Yeah, I think I’ve said this a few times on the show, one of my favourite sort of Bruce Lee quotes of all time is something along the lines of You know, I don’t fear the man who’s practised 10,000 kicks, I fear the man who’s practised one kick 10,000 times and really that kick that one particular kick that specialisation is really what you know, people go to. And so I think you gave a really good example of that. And I knew you’re kind of touching on it there before, but just again, because just to get people to be aware, and you want to help and educate as much as possible, between, you know, let’s be frank predatory insurance company practices and attorneys who do not take time to sort of really communicate the process, what are the potential dangers or challenges clients could face? 

Joshua Brumley 31:18 

What clients don’t know what a good value for their claim is. And that’s really clear to me. The problem is, if you have a bad attorney, or an inexperienced attorney, or an attorney who’s really just like, I have to settle this case, because I got to keep the lights on and I need the money, even the attorney might not know that they’re doing it, they might not want to do it. And they just don’t know what they don’t know. And so I really went into this in a small amount in the beginning. But understanding how big the pie is what that policy limit is really like a basic first step of understanding how much you can get. And if you’re settling a claim for 22,000. And it’s a $25,000 policy, and the client had uninsured motorist coverage, then you don’t get access to the secondary pie, the UI M coverage, you don’t get access to a whole other value of case, because you settled the claim for less than the policy limit. And if you didn’t know that it was a $25,000. Policy. You don’t know that you’re $3,000 away from unlocking a whole other desert. So yeah, so understanding, understanding that that policy limit is the most important thing. And I see it so much that that other law firms who maybe aren’t as familiar with this process are just not getting this information. And and there’s just no way to evaluate a case. If you don’t know, that threshold issue.
--------------------
## Written instruction A
Reproduce the whole transcript about insurance policy limits word for word.
The transcript has no connection to the records.

## Material
--------------------
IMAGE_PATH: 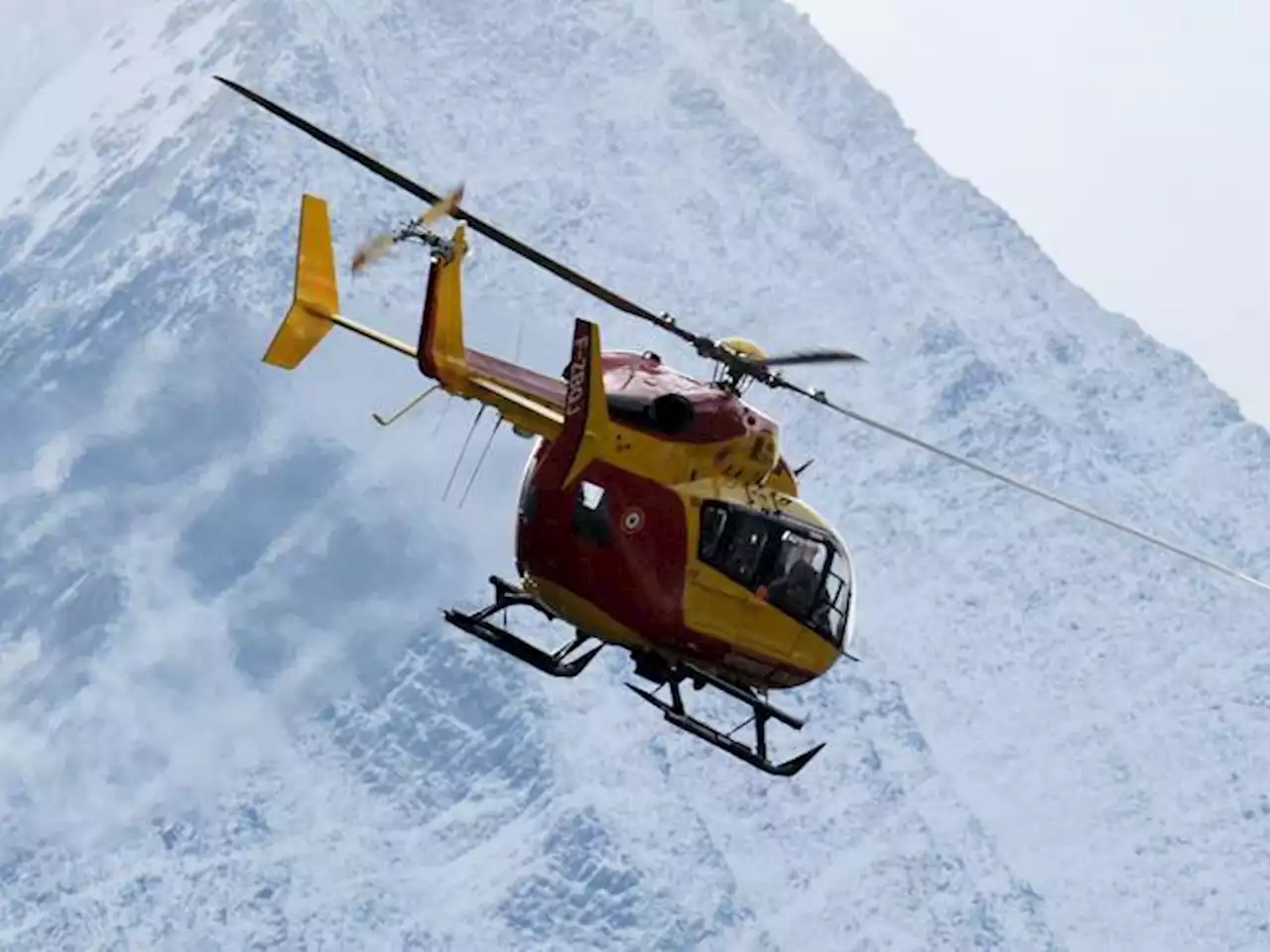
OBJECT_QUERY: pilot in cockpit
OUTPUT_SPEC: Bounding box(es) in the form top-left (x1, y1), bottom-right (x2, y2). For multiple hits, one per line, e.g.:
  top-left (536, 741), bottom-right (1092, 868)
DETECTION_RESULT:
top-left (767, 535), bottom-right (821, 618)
--------------------
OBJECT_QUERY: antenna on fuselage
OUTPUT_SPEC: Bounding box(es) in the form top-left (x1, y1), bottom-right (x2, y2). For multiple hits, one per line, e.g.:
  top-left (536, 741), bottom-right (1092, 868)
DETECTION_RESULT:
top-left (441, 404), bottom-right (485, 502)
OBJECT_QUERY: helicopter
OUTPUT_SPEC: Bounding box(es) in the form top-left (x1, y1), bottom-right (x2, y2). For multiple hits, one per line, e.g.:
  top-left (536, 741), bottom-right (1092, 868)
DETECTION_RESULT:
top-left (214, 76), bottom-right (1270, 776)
--------------------
## Written instruction B
Scale every bounding-box coordinate in the answers by 0.3, rounding to whole numbers with halves going up. Output only the records starting at the line containing "OBJECT_QUERY: antenna on fuselage" and ending at the line containing "top-left (441, 404), bottom-right (485, 502)", requests included.

## Expected answer A
Yeah, I think I’ve said this a few times on the show, one of my favourite sort of Bruce Lee quotes of all time is something along the lines of You know, I don’t fear the man who’s practised 10,000 kicks, I fear the man who’s practised one kick 10,000 times and really that kick that one particular kick that specialisation is really what you know, people go to. And so I think you gave a really good example of that. And I knew you’re kind of touching on it there before, but just again, because just to get people to be aware, and you want to help and educate as much as possible, between, you know, let’s be frank predatory insurance company practices and attorneys who do not take time to sort of really communicate the process, what are the potential dangers or challenges clients could face? 

Joshua Brumley 31:18 

What clients don’t know what a good value for their claim is. And that’s really clear to me. The problem is, if you have a bad attorney, or an inexperienced attorney, or an attorney who’s really just like, I have to settle this case, because I got to keep the lights on and I need the money, even the attorney might not know that they’re doing it, they might not want to do it. And they just don’t know what they don’t know. And so I really went into this in a small amount in the beginning. But understanding how big the pie is what that policy limit is really like a basic first step of understanding how much you can get. And if you’re settling a claim for 22,000. And it’s a $25,000 policy, and the client had uninsured motorist coverage, then you don’t get access to the secondary pie, the UI M coverage, you don’t get access to a whole other value of case, because you settled the claim for less than the policy limit. And if you didn’t know that it was a $25,000. Policy. You don’t know that you’re $3,000 away from unlocking a whole other desert. So yeah, so understanding, understanding that that policy limit is the most important thing. And I see it so much that that other law firms who maybe aren’t as familiar with this process are just not getting this information. And and there’s just no way to evaluate a case. If you don’t know, that threshold issue.

## Expected answer B
OBJECT_QUERY: antenna on fuselage
OUTPUT_SPEC: Bounding box(es) in the form top-left (x1, y1), bottom-right (x2, y2). For multiple hits, one per line, e.g.:
  top-left (536, 741), bottom-right (1092, 868)
DETECTION_RESULT:
top-left (132, 121), bottom-right (146, 151)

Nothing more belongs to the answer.